= Source passage =

The forest carbon sink is a transitory phase, not a function of forests

The forest as a carbon sink? Source: Image by Robert Balog from Pixabay, https://pixabay.com/fr/photos/des-arbres-for%C3%AAt-brouillard-brumeux-975091/.

Forests, like ecosystems in general, are often described as fulfilling essential functions that provide us with valuable services, commonly referred to as “ecosystem services”*. The term “multifunctionality” is used to highlight the diversity of these functions. Among them, carbon sequestration now holds a central place in public debate. You may have heard that forests act as a “carbon sink” — or even a “carbon pump” — helping to mitigate the greenhouse effect and, consequently, climate change.

This article proposes to take a closer look at how the forest carbon sink works. In doing so, we’ll see that it is not an intrinsic or stable function of forests, but rather a transitory phenomenon embedded in a broader cycle.

= Data section =
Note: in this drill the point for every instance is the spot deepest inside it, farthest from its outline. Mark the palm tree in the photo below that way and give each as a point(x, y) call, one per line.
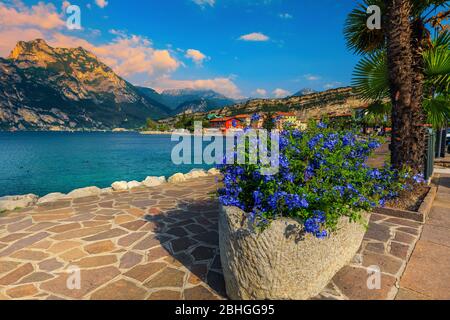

= What you are asked to do =
Condense the paragraph of the forest carbon sink passage above that begins "Forests, like ecosystems in general" into a short bulleted list that keeps its main facts.

= Completed exercise =
- Forests, like ecosystems in general, are often described as fulfilling essential functions that provide valuable "ecosystem services."
- The term "multifunctionality" highlights how diverse these functions are.
- Carbon sequestration now holds a central place in public debate.
- Forests are said to act as a "carbon sink," or even a "carbon pump," that helps mitigate the greenhouse effect and, in turn, climate change.